● **Data records**
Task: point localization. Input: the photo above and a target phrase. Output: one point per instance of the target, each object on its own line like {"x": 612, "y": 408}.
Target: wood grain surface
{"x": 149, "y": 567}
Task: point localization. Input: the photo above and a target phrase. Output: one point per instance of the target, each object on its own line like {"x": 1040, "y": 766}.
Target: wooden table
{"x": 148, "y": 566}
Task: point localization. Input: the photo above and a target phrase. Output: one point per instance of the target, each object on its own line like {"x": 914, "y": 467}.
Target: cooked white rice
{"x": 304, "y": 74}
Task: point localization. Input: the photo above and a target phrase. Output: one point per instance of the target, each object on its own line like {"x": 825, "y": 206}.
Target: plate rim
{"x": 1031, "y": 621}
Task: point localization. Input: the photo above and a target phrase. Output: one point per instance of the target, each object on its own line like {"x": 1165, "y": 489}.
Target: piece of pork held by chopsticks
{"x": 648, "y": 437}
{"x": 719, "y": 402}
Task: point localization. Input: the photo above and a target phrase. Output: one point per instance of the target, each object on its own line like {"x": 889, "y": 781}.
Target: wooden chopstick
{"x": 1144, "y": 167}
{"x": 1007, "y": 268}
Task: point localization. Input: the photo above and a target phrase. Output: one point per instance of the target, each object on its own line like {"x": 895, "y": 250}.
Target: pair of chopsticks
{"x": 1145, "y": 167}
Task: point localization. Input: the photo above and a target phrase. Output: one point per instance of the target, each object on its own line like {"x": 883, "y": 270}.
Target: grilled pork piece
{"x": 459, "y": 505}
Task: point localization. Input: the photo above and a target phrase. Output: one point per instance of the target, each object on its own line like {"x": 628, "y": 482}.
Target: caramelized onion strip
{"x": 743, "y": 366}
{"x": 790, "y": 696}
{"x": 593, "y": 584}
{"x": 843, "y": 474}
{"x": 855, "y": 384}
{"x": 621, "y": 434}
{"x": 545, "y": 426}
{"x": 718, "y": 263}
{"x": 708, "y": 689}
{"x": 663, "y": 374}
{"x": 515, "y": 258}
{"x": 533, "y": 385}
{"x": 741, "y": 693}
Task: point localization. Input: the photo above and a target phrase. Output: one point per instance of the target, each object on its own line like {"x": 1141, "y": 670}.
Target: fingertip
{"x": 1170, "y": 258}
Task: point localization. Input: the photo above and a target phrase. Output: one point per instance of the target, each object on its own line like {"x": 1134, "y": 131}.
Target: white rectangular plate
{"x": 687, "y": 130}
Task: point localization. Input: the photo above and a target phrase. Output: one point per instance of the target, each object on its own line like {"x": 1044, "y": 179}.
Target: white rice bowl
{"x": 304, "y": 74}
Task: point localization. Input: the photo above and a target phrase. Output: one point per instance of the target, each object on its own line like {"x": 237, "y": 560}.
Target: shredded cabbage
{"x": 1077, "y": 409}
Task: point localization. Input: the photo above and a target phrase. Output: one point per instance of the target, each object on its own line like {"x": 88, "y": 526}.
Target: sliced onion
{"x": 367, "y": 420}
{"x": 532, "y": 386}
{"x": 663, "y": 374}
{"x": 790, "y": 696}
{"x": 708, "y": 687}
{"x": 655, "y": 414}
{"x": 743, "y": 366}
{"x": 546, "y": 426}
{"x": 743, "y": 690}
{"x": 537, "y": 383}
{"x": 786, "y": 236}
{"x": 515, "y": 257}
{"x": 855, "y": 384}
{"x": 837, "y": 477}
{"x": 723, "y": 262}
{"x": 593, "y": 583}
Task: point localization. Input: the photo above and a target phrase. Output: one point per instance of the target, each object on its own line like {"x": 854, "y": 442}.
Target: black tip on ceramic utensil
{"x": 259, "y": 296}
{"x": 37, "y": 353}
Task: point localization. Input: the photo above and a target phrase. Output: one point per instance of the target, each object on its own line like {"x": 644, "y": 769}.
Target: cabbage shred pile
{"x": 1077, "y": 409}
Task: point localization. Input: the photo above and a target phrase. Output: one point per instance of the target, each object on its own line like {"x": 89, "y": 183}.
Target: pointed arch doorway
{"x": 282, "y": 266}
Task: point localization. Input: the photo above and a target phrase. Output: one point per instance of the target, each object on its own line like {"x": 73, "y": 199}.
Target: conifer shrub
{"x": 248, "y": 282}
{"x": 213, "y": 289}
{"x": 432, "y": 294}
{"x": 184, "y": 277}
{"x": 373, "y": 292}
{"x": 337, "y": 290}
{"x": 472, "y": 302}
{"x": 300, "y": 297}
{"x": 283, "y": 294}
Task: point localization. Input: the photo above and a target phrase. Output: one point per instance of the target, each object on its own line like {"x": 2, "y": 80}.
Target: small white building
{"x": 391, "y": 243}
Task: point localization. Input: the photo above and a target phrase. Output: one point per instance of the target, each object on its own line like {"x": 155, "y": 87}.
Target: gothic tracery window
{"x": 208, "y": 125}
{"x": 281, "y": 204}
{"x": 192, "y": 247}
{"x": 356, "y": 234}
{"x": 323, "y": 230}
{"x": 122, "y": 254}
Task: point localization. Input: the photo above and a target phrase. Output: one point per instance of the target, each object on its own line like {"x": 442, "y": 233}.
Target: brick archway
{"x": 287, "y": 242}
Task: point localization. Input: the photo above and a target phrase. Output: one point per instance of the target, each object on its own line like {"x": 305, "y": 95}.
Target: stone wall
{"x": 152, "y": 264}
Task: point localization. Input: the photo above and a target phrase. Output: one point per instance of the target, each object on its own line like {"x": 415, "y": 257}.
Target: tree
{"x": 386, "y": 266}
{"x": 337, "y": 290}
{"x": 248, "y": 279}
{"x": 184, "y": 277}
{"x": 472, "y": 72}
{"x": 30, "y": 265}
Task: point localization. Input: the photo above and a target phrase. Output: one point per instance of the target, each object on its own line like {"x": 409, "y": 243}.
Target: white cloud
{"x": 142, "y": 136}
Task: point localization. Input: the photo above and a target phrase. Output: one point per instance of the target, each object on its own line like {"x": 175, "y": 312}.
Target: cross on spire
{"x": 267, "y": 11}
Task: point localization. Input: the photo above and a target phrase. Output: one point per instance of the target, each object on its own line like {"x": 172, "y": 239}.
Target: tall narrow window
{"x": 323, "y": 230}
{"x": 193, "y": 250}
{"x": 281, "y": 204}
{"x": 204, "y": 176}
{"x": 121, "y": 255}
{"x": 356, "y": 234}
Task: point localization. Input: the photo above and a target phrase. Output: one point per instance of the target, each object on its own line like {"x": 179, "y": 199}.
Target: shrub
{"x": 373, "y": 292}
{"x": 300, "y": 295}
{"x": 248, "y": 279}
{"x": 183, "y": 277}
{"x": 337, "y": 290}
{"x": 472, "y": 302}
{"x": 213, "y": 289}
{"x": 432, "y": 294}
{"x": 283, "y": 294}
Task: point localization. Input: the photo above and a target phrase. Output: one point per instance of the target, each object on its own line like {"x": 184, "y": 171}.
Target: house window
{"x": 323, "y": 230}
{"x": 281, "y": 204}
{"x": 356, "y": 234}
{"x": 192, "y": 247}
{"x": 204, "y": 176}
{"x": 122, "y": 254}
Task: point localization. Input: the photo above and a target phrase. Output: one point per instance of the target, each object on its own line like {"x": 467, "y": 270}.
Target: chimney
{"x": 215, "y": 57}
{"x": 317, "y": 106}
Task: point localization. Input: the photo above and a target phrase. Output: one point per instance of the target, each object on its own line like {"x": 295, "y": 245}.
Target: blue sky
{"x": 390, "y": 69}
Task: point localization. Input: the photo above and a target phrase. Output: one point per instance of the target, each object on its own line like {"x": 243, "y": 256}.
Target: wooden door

● **Task instructions**
Transcribe each record above exactly. Skip none.

● **Reply**
Task: point localization. Input: the photo above and a target phrase. Output: one point per instance of the target, each object on its own line like {"x": 612, "y": 408}.
Target: wood grain surface
{"x": 149, "y": 567}
Task: point localization. Input: the photo above and a target phrase. Output: one point per instance of the target, each object on its own line like {"x": 1040, "y": 766}.
Target: wooden table
{"x": 148, "y": 566}
Task: point localization. Input: the photo above and a target phrase. Output: one point per instance of the target, each object on its own line like {"x": 914, "y": 467}.
Target: cooked white rice
{"x": 304, "y": 74}
Task: point localization. Input: the photo above and a target phrase. Output: one point per instance of the target, each object on its own line like {"x": 825, "y": 206}.
Target: plate rim
{"x": 1031, "y": 621}
Task: point localization. Input: the photo above and a target phrase. Output: one point per instance of the target, each object on its own line like {"x": 1165, "y": 489}.
Target: piece of pork held by chopsticks
{"x": 648, "y": 437}
{"x": 719, "y": 402}
Task: point localization. Input: the photo above and a target phrase. Output: one point per instance of the target, each object on its own line like {"x": 889, "y": 781}.
Target: wooden chopstick
{"x": 1144, "y": 167}
{"x": 1007, "y": 268}
Task: point localization. Input: the photo above and a target phrase. Output: one point per instance of the target, each object on its own line like {"x": 895, "y": 250}.
Target: pair of chopsticks
{"x": 1145, "y": 167}
Task: point localization. Input: the photo above and a target phrase. Output: one point per instance of the target, each object on its own line like {"x": 883, "y": 270}.
Target: grilled pork piece
{"x": 459, "y": 505}
Task: point localization. Input: the photo above and a target phrase. Output: one point per instance of the target, each object on its own line like {"x": 628, "y": 482}.
Target: caramelized onion strip
{"x": 743, "y": 366}
{"x": 790, "y": 696}
{"x": 593, "y": 584}
{"x": 843, "y": 474}
{"x": 855, "y": 384}
{"x": 621, "y": 434}
{"x": 545, "y": 426}
{"x": 718, "y": 263}
{"x": 708, "y": 689}
{"x": 663, "y": 374}
{"x": 515, "y": 258}
{"x": 533, "y": 385}
{"x": 741, "y": 693}
Task: point localization. Input: the photo above and a target phrase. Output: one point per instance of the target, each object on its own line like {"x": 1141, "y": 670}.
Target: fingertip
{"x": 1170, "y": 258}
Task: point localization. Input: the photo above and a target phrase. Output: one point per instance of the target, each object on its own line like {"x": 1134, "y": 131}.
Target: white rectangular plate
{"x": 687, "y": 130}
Task: point localization. Input: the photo above and a target phrase. Output: one point per instance of the target, each object on its own line like {"x": 1044, "y": 179}.
Target: white rice bowl
{"x": 304, "y": 74}
Task: point localization. Input: the photo above and a target phrase. Output: one point per instance of the target, each object on its own line like {"x": 237, "y": 560}.
Target: shredded cabbage
{"x": 1077, "y": 409}
Task: point localization. Input: the photo above and a target phrase. Output: one point per instance of the target, each object on its own line like {"x": 88, "y": 526}.
Target: sliced onion
{"x": 367, "y": 420}
{"x": 532, "y": 386}
{"x": 663, "y": 374}
{"x": 790, "y": 696}
{"x": 708, "y": 687}
{"x": 655, "y": 414}
{"x": 743, "y": 366}
{"x": 546, "y": 426}
{"x": 743, "y": 690}
{"x": 537, "y": 383}
{"x": 786, "y": 236}
{"x": 515, "y": 257}
{"x": 855, "y": 384}
{"x": 837, "y": 477}
{"x": 723, "y": 262}
{"x": 593, "y": 583}
Task: point localization. Input: the photo above and a target phrase. Output: one point per instance of the target, each object on its own line like {"x": 854, "y": 442}.
Target: black tip on ceramic utensil
{"x": 259, "y": 296}
{"x": 37, "y": 353}
Task: point localization. Input: the photo above and a target phrase. Output: one point per instance of the target, each object on its own line like {"x": 644, "y": 769}.
Target: cabbage shred pile
{"x": 1077, "y": 409}
Task: point localization. Input: the photo above and a target phrase. Output: one point per instance of the target, each object on its own line like {"x": 89, "y": 183}.
Target: pointed arch doorway
{"x": 282, "y": 266}
Task: point localization. Input: the photo above and a target phrase. Output: one point per instance of the target, each object on its own line like {"x": 73, "y": 199}.
Target: conifer shrub
{"x": 248, "y": 282}
{"x": 213, "y": 289}
{"x": 432, "y": 294}
{"x": 184, "y": 277}
{"x": 373, "y": 292}
{"x": 337, "y": 290}
{"x": 472, "y": 302}
{"x": 300, "y": 297}
{"x": 283, "y": 294}
Task: point localization. Input: the photo above and a target phrase. Output: one point per instance of the target, each object on its own line like {"x": 2, "y": 80}.
Target: small white building
{"x": 391, "y": 243}
Task: point localization. Input: the photo above and a target phrase. Output: one point per instance of the target, each object on its own line like {"x": 155, "y": 87}.
Target: gothic tracery window
{"x": 208, "y": 125}
{"x": 281, "y": 204}
{"x": 192, "y": 247}
{"x": 356, "y": 234}
{"x": 323, "y": 230}
{"x": 122, "y": 254}
Task: point localization. Input: the photo above and a target phrase. Output: one point per instance of the target, each object on its own line like {"x": 442, "y": 233}.
Target: brick archway
{"x": 287, "y": 242}
Task: point localization. Input: the photo above and a target phrase. Output: one point per instance of the target, each object on its own line like {"x": 305, "y": 95}.
Target: stone wall
{"x": 152, "y": 264}
Task: point localization. Input: the photo above and a target phrase. Output: one point per instance of the target, each object on its own line like {"x": 415, "y": 257}.
Target: tree
{"x": 386, "y": 266}
{"x": 337, "y": 290}
{"x": 248, "y": 279}
{"x": 184, "y": 277}
{"x": 472, "y": 72}
{"x": 30, "y": 265}
Task: point localization. Input: the photo above and a target phrase. Output: one point per instance of the target, each object on its own line like {"x": 409, "y": 243}.
Target: white cloud
{"x": 142, "y": 136}
Task: point localization. Input: the photo above and a target phrase. Output: one point per instance of the target, each object on its own line like {"x": 175, "y": 312}.
Target: cross on spire
{"x": 267, "y": 11}
Task: point localization. Input: the photo above and a target phrase. Output: one point per instance of the target, each object on its own line like {"x": 172, "y": 239}.
Target: tall narrow window
{"x": 323, "y": 230}
{"x": 193, "y": 250}
{"x": 281, "y": 204}
{"x": 204, "y": 176}
{"x": 121, "y": 255}
{"x": 356, "y": 234}
Task: point localization. Input: the photo above and a target phrase. Output: one point per instance of the target, each object on its own line like {"x": 179, "y": 199}.
Target: shrub
{"x": 373, "y": 292}
{"x": 300, "y": 295}
{"x": 248, "y": 279}
{"x": 183, "y": 277}
{"x": 337, "y": 290}
{"x": 472, "y": 302}
{"x": 213, "y": 289}
{"x": 432, "y": 294}
{"x": 283, "y": 294}
Task: point localization. Input: the photo above and a target phrase. Output: one point per instance of the target, each object on its own line like {"x": 184, "y": 171}.
Target: house window
{"x": 323, "y": 230}
{"x": 281, "y": 204}
{"x": 356, "y": 234}
{"x": 192, "y": 247}
{"x": 204, "y": 176}
{"x": 122, "y": 254}
Task: point localization. Input: the photo above and a target phrase. Output: one point per instance of the target, each object on its own line like {"x": 467, "y": 270}.
Target: chimney
{"x": 215, "y": 57}
{"x": 317, "y": 106}
Task: point localization. Input: the photo above and a target phrase. Output: one point per instance of the target, each object on its own line like {"x": 295, "y": 245}.
Target: blue sky
{"x": 390, "y": 69}
Task: point localization. Input: the photo above and a target phrase. Output: one point per instance of the target, each object on its own line like {"x": 243, "y": 256}.
Target: wooden door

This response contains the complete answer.